GIVEN REQUEST:
Retype the lines below exactly, leaving the pictures out of your copy.

....

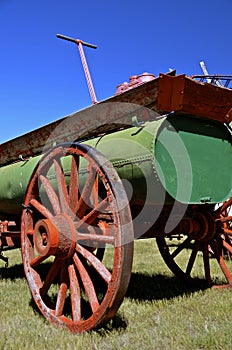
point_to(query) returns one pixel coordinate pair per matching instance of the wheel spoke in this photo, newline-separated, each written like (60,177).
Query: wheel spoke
(180,247)
(62,290)
(38,260)
(74,185)
(192,258)
(41,209)
(62,189)
(52,196)
(86,192)
(75,294)
(205,251)
(218,255)
(87,283)
(51,276)
(95,238)
(95,262)
(93,214)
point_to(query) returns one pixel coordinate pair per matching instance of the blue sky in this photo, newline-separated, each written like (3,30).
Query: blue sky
(41,77)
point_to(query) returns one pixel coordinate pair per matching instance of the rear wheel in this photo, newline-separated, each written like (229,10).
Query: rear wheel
(198,259)
(77,238)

....

SOLUTION:
point_to(query) returns one pixel coordinate pair per matching instance of the wheel spoke in this photo, newline-separated, each written like (60,177).
Query: wheel spoke
(180,247)
(62,290)
(38,260)
(74,185)
(192,258)
(41,209)
(62,189)
(52,196)
(86,192)
(75,294)
(205,251)
(218,255)
(87,283)
(51,276)
(95,238)
(95,262)
(93,214)
point_to(query) returns one pixel coordinate pair per matching instance of the blue sky in this photo, newline-separated, each written like (3,30).
Query: blue sky
(41,77)
point_to(query) returns one pixel coordinate pair per matching instance of the rear wheel in this photo, newline-separated, each written like (229,10).
Query: rear wheel
(198,259)
(77,238)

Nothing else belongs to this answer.